** Opening SOURCE MATERIAL block **

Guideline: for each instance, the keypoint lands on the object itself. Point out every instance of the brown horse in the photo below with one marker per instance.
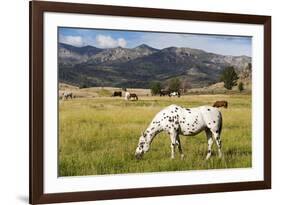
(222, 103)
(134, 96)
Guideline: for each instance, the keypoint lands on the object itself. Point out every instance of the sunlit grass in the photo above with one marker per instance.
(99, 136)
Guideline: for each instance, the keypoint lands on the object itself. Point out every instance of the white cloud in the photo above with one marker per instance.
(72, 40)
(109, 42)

** Closing SOURCE MATERIAL block **

→ YOUR GOAL
Nothing but the pictures is to be left out; repeat the data exactly.

→ OUTPUT
Guideline: for each instance, the keypoint lands on the object itself. Point out every instance of the brown horse in the photo below with one marker per instance.
(222, 103)
(134, 96)
Guideline: for each instance, the keypoint lands on the object itself. Point out every instance of the sunlit grass in the photo above with one marker per instance.
(99, 136)
Guideline: for each instance, the keypoint lands on the object itself. Point out every instance of the white cloud in the photo above with one marker per instance.
(72, 40)
(109, 42)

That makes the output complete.